→ **Given problem**
Convert the data from the line containing "The service MUST place one dot on the grass" through the line containing "x=705, y=532" into a Markdown table with the columns Row and Line. Give one numbered row per line and omit blank lines.

■ ■ ■

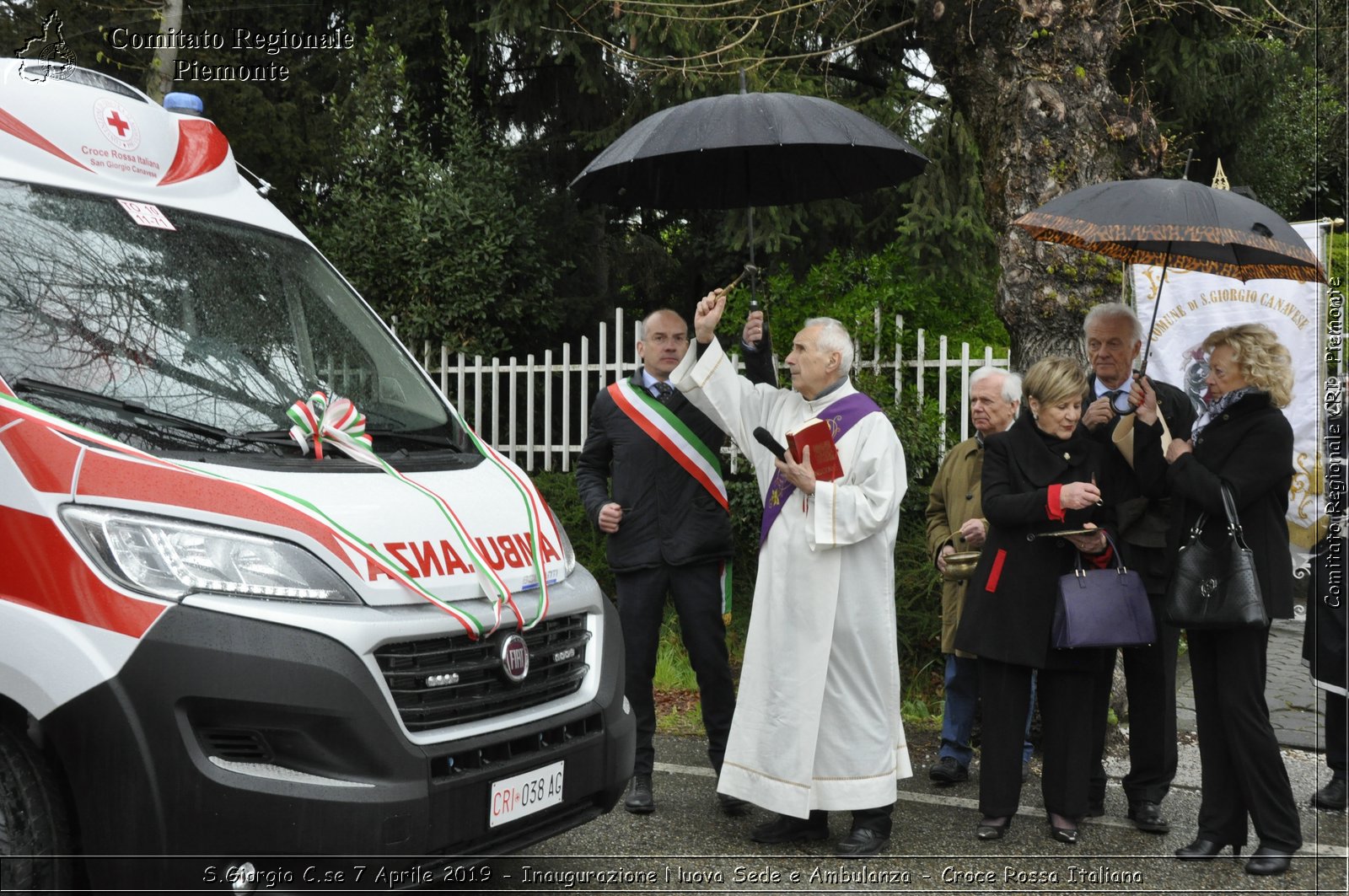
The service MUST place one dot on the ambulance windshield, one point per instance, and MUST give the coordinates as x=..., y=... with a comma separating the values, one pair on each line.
x=208, y=327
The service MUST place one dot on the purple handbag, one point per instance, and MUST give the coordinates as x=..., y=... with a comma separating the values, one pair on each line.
x=1103, y=609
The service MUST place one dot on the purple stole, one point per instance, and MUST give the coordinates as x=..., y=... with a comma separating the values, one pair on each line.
x=841, y=416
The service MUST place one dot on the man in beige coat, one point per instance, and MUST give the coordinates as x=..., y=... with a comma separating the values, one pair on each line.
x=955, y=523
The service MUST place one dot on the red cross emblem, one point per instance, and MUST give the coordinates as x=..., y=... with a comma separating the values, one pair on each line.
x=115, y=121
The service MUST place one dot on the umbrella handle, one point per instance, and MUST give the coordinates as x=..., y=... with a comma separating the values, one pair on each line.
x=1157, y=307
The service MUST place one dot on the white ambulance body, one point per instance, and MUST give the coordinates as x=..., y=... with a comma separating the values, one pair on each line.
x=213, y=644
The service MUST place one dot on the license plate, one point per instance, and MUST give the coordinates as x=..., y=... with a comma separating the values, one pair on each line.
x=525, y=794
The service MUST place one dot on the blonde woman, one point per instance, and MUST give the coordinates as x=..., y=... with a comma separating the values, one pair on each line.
x=1039, y=476
x=1243, y=440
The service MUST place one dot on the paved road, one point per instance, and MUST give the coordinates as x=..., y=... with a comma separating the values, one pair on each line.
x=687, y=845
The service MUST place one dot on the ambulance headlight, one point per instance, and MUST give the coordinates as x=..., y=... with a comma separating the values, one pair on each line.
x=568, y=550
x=172, y=559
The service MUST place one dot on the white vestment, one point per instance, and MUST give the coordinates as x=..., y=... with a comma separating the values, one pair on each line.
x=816, y=718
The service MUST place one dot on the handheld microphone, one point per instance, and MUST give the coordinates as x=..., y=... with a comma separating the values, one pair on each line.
x=766, y=439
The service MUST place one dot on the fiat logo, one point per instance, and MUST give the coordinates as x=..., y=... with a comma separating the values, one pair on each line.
x=514, y=657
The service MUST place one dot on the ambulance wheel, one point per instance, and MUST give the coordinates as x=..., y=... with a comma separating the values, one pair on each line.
x=34, y=829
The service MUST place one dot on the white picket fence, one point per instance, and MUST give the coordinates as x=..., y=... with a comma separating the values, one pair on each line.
x=537, y=410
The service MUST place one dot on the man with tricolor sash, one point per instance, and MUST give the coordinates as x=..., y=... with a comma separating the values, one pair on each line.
x=818, y=723
x=651, y=480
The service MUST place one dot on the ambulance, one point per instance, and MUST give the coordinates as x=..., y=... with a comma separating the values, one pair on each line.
x=266, y=598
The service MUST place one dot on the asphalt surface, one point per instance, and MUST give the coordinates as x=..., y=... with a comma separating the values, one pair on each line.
x=687, y=845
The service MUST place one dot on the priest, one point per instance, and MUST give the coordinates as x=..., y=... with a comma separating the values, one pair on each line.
x=816, y=723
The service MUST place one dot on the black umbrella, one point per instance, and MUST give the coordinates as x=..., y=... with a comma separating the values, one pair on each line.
x=1158, y=222
x=748, y=148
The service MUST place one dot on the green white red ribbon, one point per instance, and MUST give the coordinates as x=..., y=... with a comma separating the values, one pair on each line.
x=332, y=419
x=328, y=417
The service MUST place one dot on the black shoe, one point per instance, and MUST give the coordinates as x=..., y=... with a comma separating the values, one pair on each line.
x=787, y=829
x=1062, y=831
x=1204, y=850
x=1333, y=797
x=1147, y=817
x=948, y=770
x=989, y=829
x=640, y=797
x=1268, y=861
x=861, y=842
x=733, y=806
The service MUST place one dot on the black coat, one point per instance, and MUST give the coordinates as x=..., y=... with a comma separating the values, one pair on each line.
x=1325, y=639
x=668, y=516
x=1009, y=604
x=1250, y=448
x=1142, y=520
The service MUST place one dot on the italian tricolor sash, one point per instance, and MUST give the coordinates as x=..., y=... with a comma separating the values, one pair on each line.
x=680, y=443
x=671, y=433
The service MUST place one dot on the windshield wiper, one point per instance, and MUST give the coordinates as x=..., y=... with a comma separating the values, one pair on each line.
x=99, y=400
x=440, y=442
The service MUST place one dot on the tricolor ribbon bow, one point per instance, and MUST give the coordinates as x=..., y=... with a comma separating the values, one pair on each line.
x=327, y=417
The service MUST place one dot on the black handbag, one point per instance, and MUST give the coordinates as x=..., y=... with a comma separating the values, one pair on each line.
x=1216, y=587
x=1103, y=608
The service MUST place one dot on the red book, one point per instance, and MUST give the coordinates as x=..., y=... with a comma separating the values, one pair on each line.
x=825, y=458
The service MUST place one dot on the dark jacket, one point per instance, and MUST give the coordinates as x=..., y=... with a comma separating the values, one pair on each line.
x=668, y=516
x=1009, y=605
x=1250, y=447
x=1142, y=520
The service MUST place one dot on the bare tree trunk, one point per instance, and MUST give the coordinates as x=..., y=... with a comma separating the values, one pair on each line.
x=1032, y=80
x=161, y=71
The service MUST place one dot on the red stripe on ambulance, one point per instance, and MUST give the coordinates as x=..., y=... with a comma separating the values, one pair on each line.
x=202, y=148
x=45, y=459
x=107, y=476
x=18, y=128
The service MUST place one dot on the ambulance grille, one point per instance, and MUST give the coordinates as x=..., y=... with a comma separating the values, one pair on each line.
x=438, y=682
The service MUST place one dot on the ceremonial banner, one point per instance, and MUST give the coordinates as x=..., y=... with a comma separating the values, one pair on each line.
x=1196, y=304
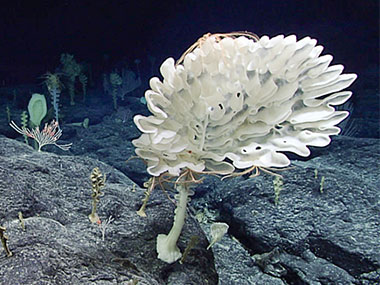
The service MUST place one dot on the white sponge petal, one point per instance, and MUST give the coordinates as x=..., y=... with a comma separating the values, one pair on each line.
x=237, y=103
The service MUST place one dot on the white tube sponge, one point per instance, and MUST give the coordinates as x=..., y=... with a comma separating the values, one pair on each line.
x=235, y=103
x=166, y=247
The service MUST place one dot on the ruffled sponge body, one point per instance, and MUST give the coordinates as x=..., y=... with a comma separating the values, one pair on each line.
x=235, y=103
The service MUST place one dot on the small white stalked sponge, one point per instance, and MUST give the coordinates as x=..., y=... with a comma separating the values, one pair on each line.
x=237, y=102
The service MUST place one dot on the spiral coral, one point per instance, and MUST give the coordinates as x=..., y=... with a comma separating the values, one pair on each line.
x=237, y=102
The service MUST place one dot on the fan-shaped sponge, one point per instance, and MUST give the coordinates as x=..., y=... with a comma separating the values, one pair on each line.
x=235, y=103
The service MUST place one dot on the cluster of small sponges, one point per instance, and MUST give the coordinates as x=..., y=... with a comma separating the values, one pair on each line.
x=235, y=103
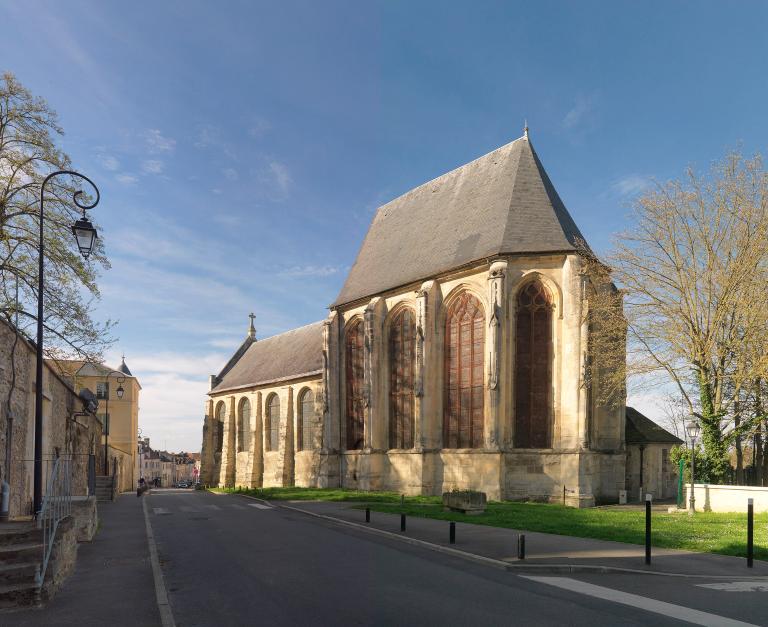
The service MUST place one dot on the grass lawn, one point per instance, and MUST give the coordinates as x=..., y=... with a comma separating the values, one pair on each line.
x=705, y=532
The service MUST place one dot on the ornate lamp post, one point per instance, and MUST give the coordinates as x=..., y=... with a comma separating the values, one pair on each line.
x=85, y=235
x=119, y=391
x=694, y=429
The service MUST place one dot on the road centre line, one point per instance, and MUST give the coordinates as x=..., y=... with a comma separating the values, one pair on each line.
x=697, y=617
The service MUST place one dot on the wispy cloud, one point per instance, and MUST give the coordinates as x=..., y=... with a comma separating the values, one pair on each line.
x=153, y=166
x=579, y=113
x=259, y=127
x=127, y=179
x=630, y=185
x=311, y=271
x=108, y=162
x=157, y=142
x=280, y=175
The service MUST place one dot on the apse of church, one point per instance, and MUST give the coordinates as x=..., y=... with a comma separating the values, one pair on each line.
x=453, y=357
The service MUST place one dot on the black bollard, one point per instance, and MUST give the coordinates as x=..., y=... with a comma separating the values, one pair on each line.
x=750, y=532
x=648, y=498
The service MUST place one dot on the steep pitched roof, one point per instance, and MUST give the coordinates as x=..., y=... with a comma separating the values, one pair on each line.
x=642, y=430
x=290, y=355
x=500, y=203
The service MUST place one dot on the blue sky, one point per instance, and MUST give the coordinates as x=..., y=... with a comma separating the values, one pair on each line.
x=241, y=148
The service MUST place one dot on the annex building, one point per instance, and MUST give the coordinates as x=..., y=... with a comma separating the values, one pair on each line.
x=453, y=357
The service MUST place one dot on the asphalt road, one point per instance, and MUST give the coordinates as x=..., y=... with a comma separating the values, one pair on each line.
x=229, y=561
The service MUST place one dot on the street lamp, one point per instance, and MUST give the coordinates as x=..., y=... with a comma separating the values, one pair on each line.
x=85, y=235
x=694, y=429
x=119, y=391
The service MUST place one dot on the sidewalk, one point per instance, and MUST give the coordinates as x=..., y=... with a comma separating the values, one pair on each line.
x=112, y=583
x=542, y=549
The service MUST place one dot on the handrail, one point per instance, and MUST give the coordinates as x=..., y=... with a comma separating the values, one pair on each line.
x=57, y=505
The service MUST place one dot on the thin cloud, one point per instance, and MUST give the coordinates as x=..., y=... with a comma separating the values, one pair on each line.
x=108, y=162
x=311, y=271
x=629, y=185
x=579, y=113
x=280, y=175
x=259, y=127
x=127, y=179
x=153, y=166
x=157, y=142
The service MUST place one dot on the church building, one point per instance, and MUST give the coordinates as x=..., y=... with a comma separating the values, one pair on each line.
x=454, y=357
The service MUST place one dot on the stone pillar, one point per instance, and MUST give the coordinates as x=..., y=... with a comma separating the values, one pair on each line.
x=330, y=404
x=375, y=416
x=229, y=451
x=287, y=440
x=257, y=442
x=497, y=323
x=207, y=460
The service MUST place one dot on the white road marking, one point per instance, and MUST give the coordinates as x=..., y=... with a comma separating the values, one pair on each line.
x=737, y=586
x=671, y=610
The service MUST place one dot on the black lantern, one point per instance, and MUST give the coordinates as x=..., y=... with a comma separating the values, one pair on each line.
x=85, y=234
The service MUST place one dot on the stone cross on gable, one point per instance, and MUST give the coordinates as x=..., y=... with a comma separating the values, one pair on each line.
x=251, y=328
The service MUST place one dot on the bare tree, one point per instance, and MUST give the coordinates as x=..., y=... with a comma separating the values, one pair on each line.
x=28, y=152
x=693, y=270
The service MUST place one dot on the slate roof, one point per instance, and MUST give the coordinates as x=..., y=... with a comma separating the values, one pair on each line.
x=502, y=202
x=642, y=430
x=290, y=355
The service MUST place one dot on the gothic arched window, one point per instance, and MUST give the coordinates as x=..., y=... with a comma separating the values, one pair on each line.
x=244, y=426
x=306, y=414
x=353, y=343
x=402, y=348
x=273, y=423
x=464, y=391
x=533, y=372
x=221, y=416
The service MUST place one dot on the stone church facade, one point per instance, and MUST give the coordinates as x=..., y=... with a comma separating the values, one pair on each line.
x=453, y=357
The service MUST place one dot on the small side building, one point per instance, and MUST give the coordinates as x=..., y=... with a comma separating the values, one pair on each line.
x=649, y=470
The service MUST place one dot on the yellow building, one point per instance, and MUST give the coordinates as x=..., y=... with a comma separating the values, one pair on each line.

■ ■ ■

→ **Answer to the problem**
| Row | Line |
|---|---|
| 1 | The service MUST place one dot on the grass lawn, one point per instance, and MUST give the coordinates as x=..., y=... with a comma separating the values, one pair on each line. |
| 2 | x=705, y=532 |